[Segmentation mask data]
=== Begin Enclosure ===

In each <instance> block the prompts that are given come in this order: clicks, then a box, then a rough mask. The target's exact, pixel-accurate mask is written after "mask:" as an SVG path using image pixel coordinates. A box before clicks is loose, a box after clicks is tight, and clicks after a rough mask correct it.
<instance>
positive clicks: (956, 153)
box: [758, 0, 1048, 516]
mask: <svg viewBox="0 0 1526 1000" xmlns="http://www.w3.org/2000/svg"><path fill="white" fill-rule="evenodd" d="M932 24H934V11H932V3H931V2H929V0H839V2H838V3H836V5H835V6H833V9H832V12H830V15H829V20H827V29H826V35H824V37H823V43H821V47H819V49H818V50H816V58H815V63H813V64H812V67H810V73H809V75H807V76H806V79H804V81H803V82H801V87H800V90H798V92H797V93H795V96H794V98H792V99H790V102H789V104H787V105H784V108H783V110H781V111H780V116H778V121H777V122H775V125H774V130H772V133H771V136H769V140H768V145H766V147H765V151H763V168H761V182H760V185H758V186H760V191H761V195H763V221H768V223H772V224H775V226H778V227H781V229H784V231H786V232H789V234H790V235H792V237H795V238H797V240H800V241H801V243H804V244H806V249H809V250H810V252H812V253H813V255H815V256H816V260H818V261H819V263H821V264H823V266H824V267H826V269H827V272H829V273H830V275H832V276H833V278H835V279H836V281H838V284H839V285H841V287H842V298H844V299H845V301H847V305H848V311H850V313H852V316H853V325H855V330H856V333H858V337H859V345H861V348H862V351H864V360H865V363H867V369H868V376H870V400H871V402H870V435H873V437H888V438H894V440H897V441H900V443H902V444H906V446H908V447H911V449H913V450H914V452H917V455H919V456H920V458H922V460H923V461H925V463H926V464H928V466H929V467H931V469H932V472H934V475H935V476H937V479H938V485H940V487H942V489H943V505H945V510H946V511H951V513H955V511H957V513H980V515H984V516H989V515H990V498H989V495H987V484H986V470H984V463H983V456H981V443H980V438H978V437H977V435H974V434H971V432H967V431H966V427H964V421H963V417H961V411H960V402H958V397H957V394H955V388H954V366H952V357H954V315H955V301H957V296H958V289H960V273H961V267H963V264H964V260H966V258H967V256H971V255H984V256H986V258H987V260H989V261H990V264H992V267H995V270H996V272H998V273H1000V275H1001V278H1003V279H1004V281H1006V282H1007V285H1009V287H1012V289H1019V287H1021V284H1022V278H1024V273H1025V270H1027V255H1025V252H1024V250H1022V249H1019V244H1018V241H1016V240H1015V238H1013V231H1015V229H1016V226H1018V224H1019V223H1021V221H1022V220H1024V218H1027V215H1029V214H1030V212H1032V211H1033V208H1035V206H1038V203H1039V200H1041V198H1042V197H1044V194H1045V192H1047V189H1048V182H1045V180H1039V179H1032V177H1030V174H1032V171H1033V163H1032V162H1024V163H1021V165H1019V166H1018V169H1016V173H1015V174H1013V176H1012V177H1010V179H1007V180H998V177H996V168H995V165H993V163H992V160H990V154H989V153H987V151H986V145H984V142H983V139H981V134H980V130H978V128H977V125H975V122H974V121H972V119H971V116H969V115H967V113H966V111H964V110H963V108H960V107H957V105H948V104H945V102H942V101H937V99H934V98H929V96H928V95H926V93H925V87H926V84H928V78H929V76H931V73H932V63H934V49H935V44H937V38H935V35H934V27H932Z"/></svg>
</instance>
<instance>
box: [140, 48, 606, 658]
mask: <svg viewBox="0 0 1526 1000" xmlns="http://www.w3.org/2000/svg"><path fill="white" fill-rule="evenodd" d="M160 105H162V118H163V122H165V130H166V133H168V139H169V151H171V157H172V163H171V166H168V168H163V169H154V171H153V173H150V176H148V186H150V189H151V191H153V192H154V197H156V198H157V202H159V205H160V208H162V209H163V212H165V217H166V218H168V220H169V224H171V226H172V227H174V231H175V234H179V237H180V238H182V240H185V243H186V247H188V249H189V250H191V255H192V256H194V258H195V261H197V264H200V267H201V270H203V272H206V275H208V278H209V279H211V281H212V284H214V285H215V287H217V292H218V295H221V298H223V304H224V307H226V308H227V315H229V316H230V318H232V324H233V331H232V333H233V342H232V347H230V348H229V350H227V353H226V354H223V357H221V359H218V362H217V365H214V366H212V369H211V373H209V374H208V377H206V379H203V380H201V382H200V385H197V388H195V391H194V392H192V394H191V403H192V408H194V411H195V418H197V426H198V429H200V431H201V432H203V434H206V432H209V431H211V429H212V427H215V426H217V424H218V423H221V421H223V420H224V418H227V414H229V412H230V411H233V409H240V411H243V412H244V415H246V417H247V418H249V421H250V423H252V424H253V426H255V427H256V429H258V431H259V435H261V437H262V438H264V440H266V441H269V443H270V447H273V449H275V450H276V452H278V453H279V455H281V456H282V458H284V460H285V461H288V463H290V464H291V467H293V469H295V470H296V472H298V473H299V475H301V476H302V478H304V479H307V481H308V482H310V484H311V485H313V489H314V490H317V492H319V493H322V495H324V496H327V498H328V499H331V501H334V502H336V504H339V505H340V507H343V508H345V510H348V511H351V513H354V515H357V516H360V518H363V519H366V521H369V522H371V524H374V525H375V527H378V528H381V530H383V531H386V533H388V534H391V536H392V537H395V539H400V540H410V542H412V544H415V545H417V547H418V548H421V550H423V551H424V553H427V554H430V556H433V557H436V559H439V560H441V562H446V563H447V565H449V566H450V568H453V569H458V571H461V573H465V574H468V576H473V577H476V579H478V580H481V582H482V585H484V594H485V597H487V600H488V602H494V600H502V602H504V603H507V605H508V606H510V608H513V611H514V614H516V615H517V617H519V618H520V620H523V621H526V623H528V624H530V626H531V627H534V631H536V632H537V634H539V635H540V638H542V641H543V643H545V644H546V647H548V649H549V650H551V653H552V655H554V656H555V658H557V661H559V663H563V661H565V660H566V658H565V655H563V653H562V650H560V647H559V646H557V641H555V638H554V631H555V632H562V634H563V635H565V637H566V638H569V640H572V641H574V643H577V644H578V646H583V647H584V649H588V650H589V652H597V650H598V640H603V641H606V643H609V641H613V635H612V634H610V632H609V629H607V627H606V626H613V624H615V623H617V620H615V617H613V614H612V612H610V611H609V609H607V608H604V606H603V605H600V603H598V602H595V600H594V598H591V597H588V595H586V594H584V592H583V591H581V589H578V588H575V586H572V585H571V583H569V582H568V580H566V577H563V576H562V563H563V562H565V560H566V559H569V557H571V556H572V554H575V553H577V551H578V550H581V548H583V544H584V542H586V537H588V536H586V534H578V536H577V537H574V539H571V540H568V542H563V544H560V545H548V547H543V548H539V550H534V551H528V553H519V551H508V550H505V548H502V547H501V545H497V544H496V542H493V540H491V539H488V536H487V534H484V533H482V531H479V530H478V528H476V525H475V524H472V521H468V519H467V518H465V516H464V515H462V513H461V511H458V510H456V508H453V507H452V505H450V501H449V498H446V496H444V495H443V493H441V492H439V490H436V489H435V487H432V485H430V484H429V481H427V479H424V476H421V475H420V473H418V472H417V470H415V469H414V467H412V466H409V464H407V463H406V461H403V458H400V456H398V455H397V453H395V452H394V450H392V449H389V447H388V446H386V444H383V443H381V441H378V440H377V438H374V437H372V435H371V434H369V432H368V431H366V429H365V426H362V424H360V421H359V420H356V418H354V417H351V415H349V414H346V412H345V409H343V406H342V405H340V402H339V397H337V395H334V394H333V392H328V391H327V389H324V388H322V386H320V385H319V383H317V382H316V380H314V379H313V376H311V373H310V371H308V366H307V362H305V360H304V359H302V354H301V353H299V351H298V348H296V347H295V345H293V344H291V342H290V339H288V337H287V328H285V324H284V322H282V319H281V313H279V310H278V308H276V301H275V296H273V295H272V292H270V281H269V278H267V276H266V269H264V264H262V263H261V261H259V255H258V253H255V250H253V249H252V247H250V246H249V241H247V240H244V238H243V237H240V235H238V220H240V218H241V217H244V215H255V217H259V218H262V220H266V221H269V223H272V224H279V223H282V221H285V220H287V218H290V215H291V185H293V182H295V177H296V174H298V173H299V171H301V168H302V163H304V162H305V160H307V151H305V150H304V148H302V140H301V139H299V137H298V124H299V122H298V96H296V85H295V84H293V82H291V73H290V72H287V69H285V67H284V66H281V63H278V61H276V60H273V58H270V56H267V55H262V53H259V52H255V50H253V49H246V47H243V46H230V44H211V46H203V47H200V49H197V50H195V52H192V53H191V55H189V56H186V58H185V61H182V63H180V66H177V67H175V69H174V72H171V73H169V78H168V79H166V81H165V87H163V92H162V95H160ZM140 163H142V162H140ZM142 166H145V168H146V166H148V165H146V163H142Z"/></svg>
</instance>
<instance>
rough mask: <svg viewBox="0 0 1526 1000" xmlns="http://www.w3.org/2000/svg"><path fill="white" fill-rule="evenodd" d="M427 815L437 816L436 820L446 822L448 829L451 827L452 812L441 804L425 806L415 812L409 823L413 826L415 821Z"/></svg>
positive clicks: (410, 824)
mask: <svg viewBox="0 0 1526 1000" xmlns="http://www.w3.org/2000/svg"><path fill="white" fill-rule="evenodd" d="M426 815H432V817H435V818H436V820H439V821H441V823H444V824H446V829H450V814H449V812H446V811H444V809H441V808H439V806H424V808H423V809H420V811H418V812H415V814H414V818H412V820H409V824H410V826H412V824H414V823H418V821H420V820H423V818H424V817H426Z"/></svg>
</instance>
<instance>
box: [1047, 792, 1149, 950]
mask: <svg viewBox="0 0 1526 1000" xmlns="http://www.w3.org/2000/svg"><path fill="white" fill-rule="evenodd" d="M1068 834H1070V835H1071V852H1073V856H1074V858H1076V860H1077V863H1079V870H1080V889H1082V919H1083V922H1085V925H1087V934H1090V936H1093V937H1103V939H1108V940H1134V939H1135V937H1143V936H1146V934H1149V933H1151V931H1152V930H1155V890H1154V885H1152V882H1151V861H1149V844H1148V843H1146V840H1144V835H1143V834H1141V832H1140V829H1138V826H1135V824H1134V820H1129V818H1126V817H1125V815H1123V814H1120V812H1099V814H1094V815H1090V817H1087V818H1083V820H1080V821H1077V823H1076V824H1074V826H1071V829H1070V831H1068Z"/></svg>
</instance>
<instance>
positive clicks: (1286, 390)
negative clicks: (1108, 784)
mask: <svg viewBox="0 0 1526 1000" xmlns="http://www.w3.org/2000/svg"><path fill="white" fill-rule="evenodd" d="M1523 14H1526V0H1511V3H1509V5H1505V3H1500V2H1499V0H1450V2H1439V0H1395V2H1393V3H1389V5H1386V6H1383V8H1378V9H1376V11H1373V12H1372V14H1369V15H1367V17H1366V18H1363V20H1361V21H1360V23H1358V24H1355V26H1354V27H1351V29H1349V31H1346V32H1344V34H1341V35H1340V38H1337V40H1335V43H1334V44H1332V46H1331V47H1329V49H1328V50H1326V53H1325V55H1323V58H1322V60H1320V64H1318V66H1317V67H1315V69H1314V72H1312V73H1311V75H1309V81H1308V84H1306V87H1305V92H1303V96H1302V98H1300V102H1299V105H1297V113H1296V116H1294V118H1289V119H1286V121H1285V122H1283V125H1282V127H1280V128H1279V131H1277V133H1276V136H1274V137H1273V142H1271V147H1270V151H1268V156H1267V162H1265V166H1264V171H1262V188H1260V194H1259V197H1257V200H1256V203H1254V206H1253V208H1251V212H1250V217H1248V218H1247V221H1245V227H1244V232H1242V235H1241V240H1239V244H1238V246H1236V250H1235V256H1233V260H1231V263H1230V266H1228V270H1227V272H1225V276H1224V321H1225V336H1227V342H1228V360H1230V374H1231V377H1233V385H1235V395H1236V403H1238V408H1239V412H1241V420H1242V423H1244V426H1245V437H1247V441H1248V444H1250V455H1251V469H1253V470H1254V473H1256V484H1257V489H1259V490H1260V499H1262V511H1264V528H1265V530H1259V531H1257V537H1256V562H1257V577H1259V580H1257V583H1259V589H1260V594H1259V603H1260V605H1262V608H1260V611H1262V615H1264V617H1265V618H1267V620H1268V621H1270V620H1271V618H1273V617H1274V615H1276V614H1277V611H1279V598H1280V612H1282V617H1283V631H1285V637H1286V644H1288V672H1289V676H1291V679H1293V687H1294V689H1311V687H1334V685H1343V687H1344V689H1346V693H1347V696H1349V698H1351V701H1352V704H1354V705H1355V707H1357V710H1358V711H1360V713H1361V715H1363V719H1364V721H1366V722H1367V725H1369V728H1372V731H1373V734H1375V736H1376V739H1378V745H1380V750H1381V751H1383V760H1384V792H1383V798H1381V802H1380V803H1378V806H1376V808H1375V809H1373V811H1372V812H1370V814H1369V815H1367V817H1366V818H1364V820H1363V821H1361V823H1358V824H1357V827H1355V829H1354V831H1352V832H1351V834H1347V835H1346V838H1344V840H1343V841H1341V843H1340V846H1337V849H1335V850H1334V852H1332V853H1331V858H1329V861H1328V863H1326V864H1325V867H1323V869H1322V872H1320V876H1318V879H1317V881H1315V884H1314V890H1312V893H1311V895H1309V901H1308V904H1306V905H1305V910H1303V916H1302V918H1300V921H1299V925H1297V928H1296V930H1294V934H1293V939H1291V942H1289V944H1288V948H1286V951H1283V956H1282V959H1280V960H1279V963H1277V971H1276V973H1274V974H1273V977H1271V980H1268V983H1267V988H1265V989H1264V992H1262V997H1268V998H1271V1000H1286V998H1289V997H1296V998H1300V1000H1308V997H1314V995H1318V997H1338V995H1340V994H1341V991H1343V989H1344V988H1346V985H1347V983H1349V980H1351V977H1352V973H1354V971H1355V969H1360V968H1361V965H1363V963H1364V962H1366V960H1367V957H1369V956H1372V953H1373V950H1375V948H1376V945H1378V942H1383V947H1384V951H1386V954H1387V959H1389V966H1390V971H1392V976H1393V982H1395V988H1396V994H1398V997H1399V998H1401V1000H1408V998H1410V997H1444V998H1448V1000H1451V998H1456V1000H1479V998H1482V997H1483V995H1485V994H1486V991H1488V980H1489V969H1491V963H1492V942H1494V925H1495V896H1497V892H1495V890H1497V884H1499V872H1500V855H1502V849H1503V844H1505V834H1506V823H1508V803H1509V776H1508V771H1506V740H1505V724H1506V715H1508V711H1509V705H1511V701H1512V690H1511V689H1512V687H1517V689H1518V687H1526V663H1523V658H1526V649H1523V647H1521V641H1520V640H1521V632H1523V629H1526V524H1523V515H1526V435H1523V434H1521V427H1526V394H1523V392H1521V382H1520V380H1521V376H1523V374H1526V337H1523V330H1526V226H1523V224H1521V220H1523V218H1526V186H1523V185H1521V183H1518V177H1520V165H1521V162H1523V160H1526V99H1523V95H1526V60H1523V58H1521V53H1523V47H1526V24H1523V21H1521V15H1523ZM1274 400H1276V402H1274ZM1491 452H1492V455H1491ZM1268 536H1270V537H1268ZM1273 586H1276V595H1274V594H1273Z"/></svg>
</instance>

=== End Enclosure ===

When copying the data above, please keep exactly the lines from its first line through the line with "positive clicks: (956, 153)", both ends included, and drop the rest.

In each <instance> block the prompts that are given come in this order: clicks, then a box, then a rough mask. The target's exact, pixel-accurate mask is written after "mask:" as an SVG path using image pixel coordinates. A box before clicks is loose, a box after clicks is tight, and clicks after a rough mask correct it.
<instance>
positive clicks: (956, 153)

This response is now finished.